• Texto proporcionado:
La protagonista de El pozo de la soledad (1928) vivía una tragedia porque ella era «así» y no podía ser de otro modo. Pero un día su institutriz le dijo:
«Tienes una misión que cumplir… ¡Hazla! Precisamente porque tú “eres como eres” puedes escribir con una extraordinaria y doble visión, con un conocimiento personal.
Nosotros somos una parte de la naturaleza. El mundo lo reconocerá un día, pero hasta entonces hay un inmenso campo que trabajar.
Por el amor de todos los que son como tú, en un gran número, pero menos fuerte y menos dotados tal vez, es por lo que debes tener el valor de vencer todos los obstáculos».
Estas palabras golpearon a Victorina como si hubieran sido escritas para ella y les hizo caso: nunca escondió su homosexualidad, a pesar de la mojigatería y los chismorreos.
—Sí, yo soy más fuerte porque no soy cobarde ante los demás. Años y años he recogido y guardado la tragedia de la incomprensión de muchas mujeres. He vivido con ellas el angustioso drama de verse aisladas y despreciadas por multitud de seres “normales”. La sociedad perdona, admite todo menos “eso” —escribió al final de los años 70, al redactar sus memorias.

• Registros sin procesar:

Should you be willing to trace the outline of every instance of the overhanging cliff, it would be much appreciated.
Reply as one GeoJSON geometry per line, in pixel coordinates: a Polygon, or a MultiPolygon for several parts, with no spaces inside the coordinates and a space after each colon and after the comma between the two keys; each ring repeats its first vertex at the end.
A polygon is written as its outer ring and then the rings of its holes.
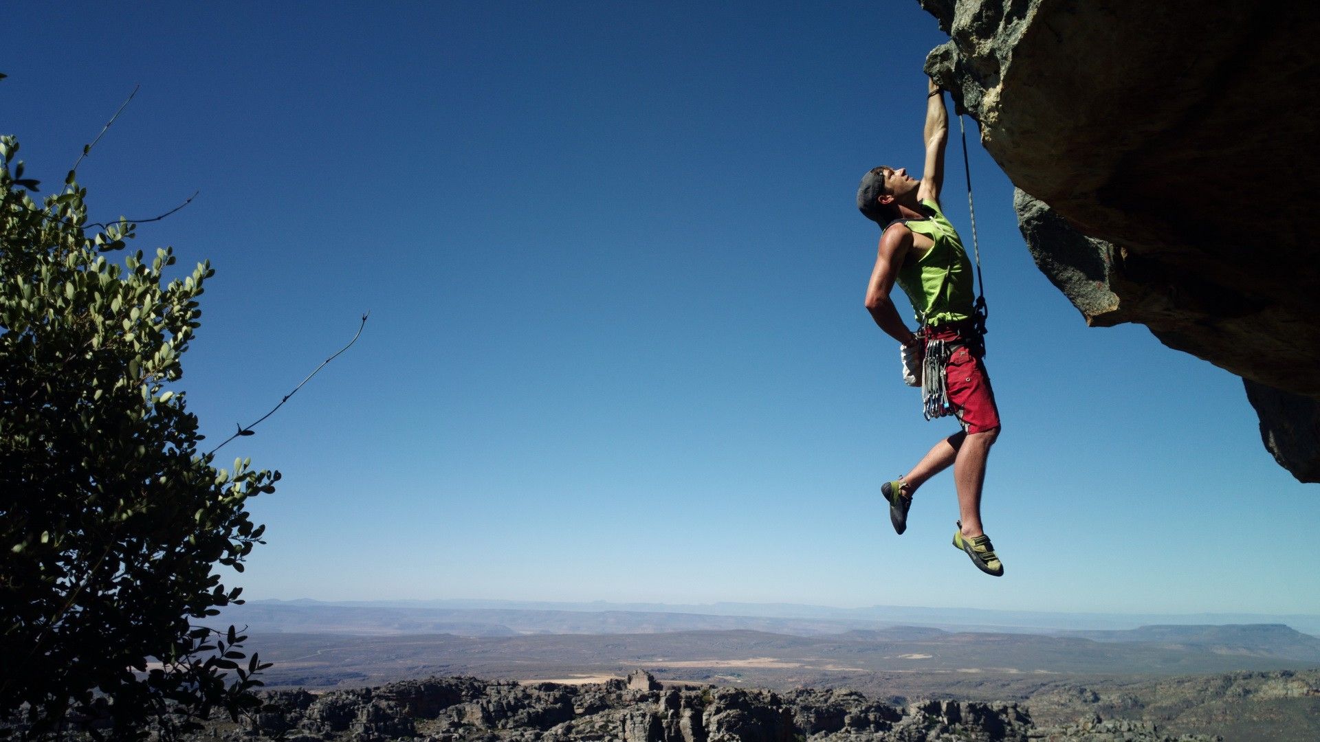
{"type": "Polygon", "coordinates": [[[1242,376],[1266,446],[1320,481],[1317,5],[919,1],[1040,269],[1088,323],[1242,376]]]}

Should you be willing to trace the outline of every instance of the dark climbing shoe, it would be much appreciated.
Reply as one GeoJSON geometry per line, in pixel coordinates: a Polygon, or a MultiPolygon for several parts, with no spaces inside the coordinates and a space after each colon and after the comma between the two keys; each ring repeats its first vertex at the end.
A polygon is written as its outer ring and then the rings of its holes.
{"type": "Polygon", "coordinates": [[[1003,577],[1003,562],[994,555],[990,536],[985,533],[979,536],[964,536],[962,522],[958,522],[958,529],[953,532],[953,547],[966,552],[972,557],[972,564],[977,565],[977,569],[981,572],[994,577],[1003,577]]]}
{"type": "Polygon", "coordinates": [[[912,507],[912,498],[903,496],[903,479],[895,479],[880,485],[880,494],[890,500],[890,523],[899,536],[907,531],[907,511],[912,507]]]}

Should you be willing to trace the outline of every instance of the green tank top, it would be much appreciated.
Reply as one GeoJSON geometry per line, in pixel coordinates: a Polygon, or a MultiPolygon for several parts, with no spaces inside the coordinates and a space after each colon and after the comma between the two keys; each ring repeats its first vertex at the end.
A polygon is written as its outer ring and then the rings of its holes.
{"type": "Polygon", "coordinates": [[[907,219],[904,224],[916,234],[935,240],[920,260],[904,260],[898,283],[916,310],[920,325],[945,325],[972,317],[975,290],[972,283],[972,261],[962,248],[958,232],[940,211],[940,205],[921,202],[928,218],[907,219]]]}

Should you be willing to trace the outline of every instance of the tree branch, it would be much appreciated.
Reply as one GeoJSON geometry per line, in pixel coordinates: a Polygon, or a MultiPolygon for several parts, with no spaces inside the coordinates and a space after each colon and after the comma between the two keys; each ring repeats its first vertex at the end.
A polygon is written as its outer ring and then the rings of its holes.
{"type": "MultiPolygon", "coordinates": [[[[96,135],[96,139],[91,140],[91,144],[86,144],[86,145],[83,145],[83,153],[82,153],[82,154],[79,154],[79,156],[78,156],[78,160],[75,160],[75,161],[74,161],[74,166],[73,166],[73,168],[69,168],[69,176],[70,176],[70,178],[69,178],[69,180],[73,180],[73,177],[71,177],[71,176],[73,176],[73,174],[74,174],[74,172],[75,172],[75,170],[78,169],[78,165],[79,165],[79,164],[82,164],[82,160],[83,160],[83,157],[86,157],[86,156],[87,156],[87,154],[88,154],[88,153],[91,152],[91,148],[92,148],[92,147],[96,147],[96,143],[98,143],[98,141],[100,141],[100,137],[106,136],[106,131],[107,131],[107,129],[110,129],[110,124],[114,124],[114,123],[115,123],[115,119],[117,119],[117,118],[119,118],[119,115],[124,112],[124,108],[127,108],[127,107],[128,107],[128,102],[129,102],[129,100],[132,100],[135,95],[137,95],[137,90],[139,90],[140,87],[143,87],[143,86],[141,86],[141,84],[135,84],[135,86],[133,86],[133,91],[132,91],[132,92],[129,92],[129,94],[128,94],[128,98],[125,98],[125,99],[124,99],[124,102],[123,102],[123,103],[121,103],[121,104],[119,106],[119,111],[115,111],[115,115],[114,115],[114,116],[111,116],[108,121],[106,121],[106,125],[104,125],[104,127],[102,127],[102,129],[100,129],[100,133],[99,133],[99,135],[96,135]]],[[[65,182],[67,182],[67,181],[65,181],[65,182]]]]}
{"type": "Polygon", "coordinates": [[[297,387],[293,387],[293,391],[292,391],[292,392],[289,392],[289,393],[284,395],[284,399],[281,399],[281,400],[280,400],[280,404],[275,405],[275,407],[273,407],[273,408],[271,409],[271,412],[267,412],[267,413],[265,413],[265,415],[263,415],[263,416],[261,416],[261,417],[260,417],[260,419],[259,419],[259,420],[257,420],[256,422],[252,422],[252,424],[251,424],[251,425],[248,425],[247,428],[244,428],[243,425],[239,425],[239,429],[238,429],[238,432],[236,432],[236,433],[234,433],[232,436],[230,436],[228,438],[226,438],[223,444],[220,444],[220,445],[215,446],[214,449],[211,449],[210,452],[207,452],[207,454],[206,454],[206,455],[211,455],[211,454],[214,454],[215,452],[220,450],[222,448],[224,448],[224,446],[226,446],[226,445],[227,445],[227,444],[228,444],[230,441],[232,441],[234,438],[238,438],[238,437],[240,437],[240,436],[251,436],[251,434],[253,434],[253,430],[252,430],[252,428],[256,428],[257,425],[260,425],[260,424],[261,424],[261,421],[263,421],[263,420],[265,420],[267,417],[269,417],[269,416],[275,415],[275,411],[276,411],[276,409],[280,409],[281,407],[284,407],[284,403],[289,401],[289,397],[292,397],[293,395],[298,393],[298,389],[301,389],[301,388],[302,388],[302,384],[306,384],[308,382],[310,382],[310,380],[312,380],[312,378],[313,378],[313,376],[315,376],[315,375],[317,375],[317,374],[318,374],[318,372],[319,372],[319,371],[321,371],[322,368],[325,368],[327,363],[330,363],[330,362],[331,362],[331,360],[334,360],[335,358],[339,358],[339,354],[341,354],[341,353],[343,353],[343,351],[348,350],[350,347],[352,347],[352,343],[358,342],[358,337],[359,337],[359,335],[362,335],[362,329],[367,326],[367,316],[370,316],[370,314],[371,314],[371,312],[367,312],[367,313],[364,313],[364,314],[362,316],[362,323],[360,323],[360,325],[358,325],[358,331],[356,331],[356,334],[354,334],[354,335],[352,335],[352,339],[351,339],[351,341],[348,341],[348,345],[346,345],[346,346],[341,347],[341,349],[339,349],[339,351],[338,351],[338,353],[335,353],[334,355],[331,355],[330,358],[327,358],[327,359],[322,360],[322,362],[321,362],[321,366],[317,366],[315,371],[313,371],[313,372],[308,374],[308,378],[306,378],[306,379],[304,379],[304,380],[302,380],[302,382],[301,382],[301,383],[300,383],[300,384],[298,384],[297,387]]]}

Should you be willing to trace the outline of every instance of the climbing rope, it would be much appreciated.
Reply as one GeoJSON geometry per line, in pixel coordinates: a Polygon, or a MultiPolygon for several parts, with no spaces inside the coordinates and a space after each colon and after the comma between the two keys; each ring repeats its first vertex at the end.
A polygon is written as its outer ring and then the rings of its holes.
{"type": "Polygon", "coordinates": [[[972,165],[968,161],[968,129],[962,125],[962,115],[958,114],[958,133],[962,135],[962,172],[968,177],[968,213],[972,215],[972,251],[977,256],[977,302],[975,323],[977,333],[986,334],[986,318],[990,317],[990,308],[986,306],[986,283],[981,276],[981,246],[977,243],[977,207],[972,202],[972,165]]]}

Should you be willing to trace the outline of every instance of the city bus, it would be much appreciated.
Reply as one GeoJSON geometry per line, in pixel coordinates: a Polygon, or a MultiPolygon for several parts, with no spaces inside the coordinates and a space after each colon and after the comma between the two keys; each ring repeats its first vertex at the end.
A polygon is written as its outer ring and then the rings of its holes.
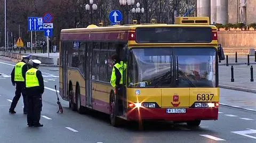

• Ejercicios propuestos:
[1] ¿Cuándo redactó Victorina sus memorias, según el texto sobre Victorina?
[2] Prolonga el texto sobre Victorina a partir de su última oración.
Los registros no tienen relación con el texto sobre Victorina.

• Ejercicios resueltos:
[1] Al final de los años 70.

[2]
Mucho tiempo tuvo que aguantar que le escupieran una palabra: anormalidad. El mundo abominaba del amor entre dos mujeres pero veía honestas y católicas a las «mujeres que se entregan al hombre única y exclusivamente por compensación monetaria. Y no excluyo a las que hacen su prostitución ante el Registro Civil y ante el altar, con aprobación de sus familiares y amigos», se quejaba Victorina Durán. «Toda esta gente tiene el “derecho social” de permitirse excluir de su mundo a quienes viven un amor “natural”, puesto que está en la naturaleza, y a quien es capaz de sentir, vibrar y enaltecer su espíritu con una emoción del alma que desconocen la mayoría de quienes las juzgan».
A Victorina siempre le extrañó lo que todos veían normal: tantas mujeres hartas de parir que jamás habían disfrutado del sexo. Ni siquiera eran capaces de enlazar esas dos palabras: disfrutar y sexo. «Creo que lo verdaderamente anormal es que una mujer no sienta nada con su marido y pueda tener hijos, es decir, su función de reproducción sin sentir, como el hombre, el placer para lograrlo. ¿Cabe más anormalidad en la propia naturaleza?».
Decía Victorina que los maridos tenían a las mujeres como recipientes de su semen y su placer; lo que sintieran ellas no les importaba nada. Peor aún: los hombres creían que si despertaban sensaciones en sus esposas las convertirían en prostitutas. «Por ello una gran proporción de mujeres casadas encuentran en otra mujer lo que les falta en su vida íntima matrimonial. La mujer ama a la “amiga-amante” en una proporción mayor de ternura, de cariño y, sobre todo, de amor que de deseo sexual».
EL PRIMER AMOR «ASÍ» DE VICTORINA DURÁN
A sus 22 años, tenía… un novio… una especie de novio… algo así, poco emocionante… hasta que un verano, en Valencia, descubrió que era «así». Este era el eufemismo que utilizaban, a principios del siglo XX, para decir que una persona era homosexual; era la palabra tranquila, la que evitaba la mofa, el insulto y el desprecio.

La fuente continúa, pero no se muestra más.